• **Brief**
Copy the items below, from the line containing "I need you to analyze the photo above. Specifically, find guam" through the end, with "denim jacket" changed to "blue jacket" and everything else left the same. Give only those lines.

-- Begin Material for this task --

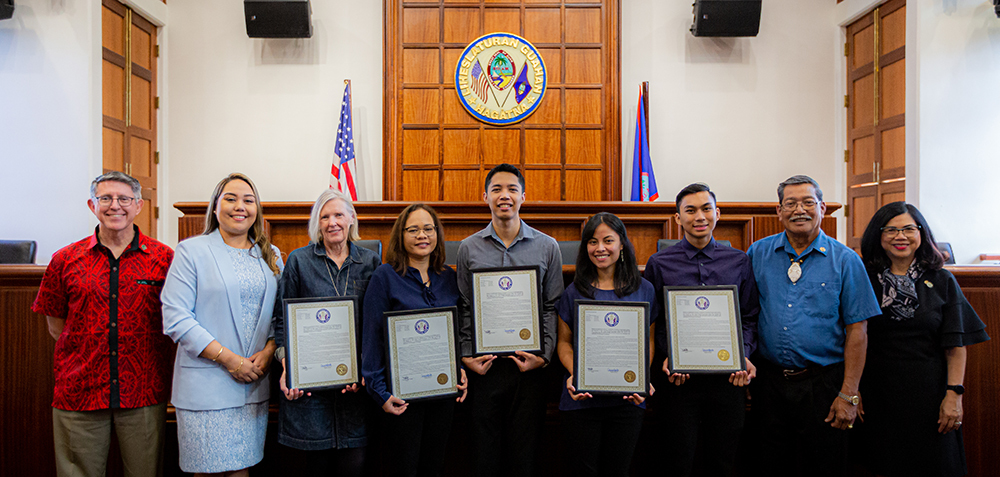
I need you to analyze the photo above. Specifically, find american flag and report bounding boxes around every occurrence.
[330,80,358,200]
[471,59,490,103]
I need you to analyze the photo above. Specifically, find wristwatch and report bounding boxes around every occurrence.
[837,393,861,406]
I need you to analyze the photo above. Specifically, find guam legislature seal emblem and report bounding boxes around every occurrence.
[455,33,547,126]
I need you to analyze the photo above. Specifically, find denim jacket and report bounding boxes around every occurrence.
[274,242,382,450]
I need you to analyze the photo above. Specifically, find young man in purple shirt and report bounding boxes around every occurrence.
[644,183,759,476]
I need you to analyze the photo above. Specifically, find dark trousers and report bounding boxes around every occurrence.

-- End Material for this task --

• **Exercise answer**
I need you to analyze the photo above. Specifically, find guam legislature seal emblem and report bounding boxes around every occurrence.
[455,33,547,126]
I need you to analyze the photo above. Specifically, find blue jacket and report bounding boxes around every occurrence.
[274,242,382,450]
I need you to analyze the photo above. Specifically, find young man in purple shirt and report bounding boxes around every occurrence.
[644,183,759,476]
I need you to analyze the photo above. Specifically, find dark trousers and report bounding boxes around every occurrence.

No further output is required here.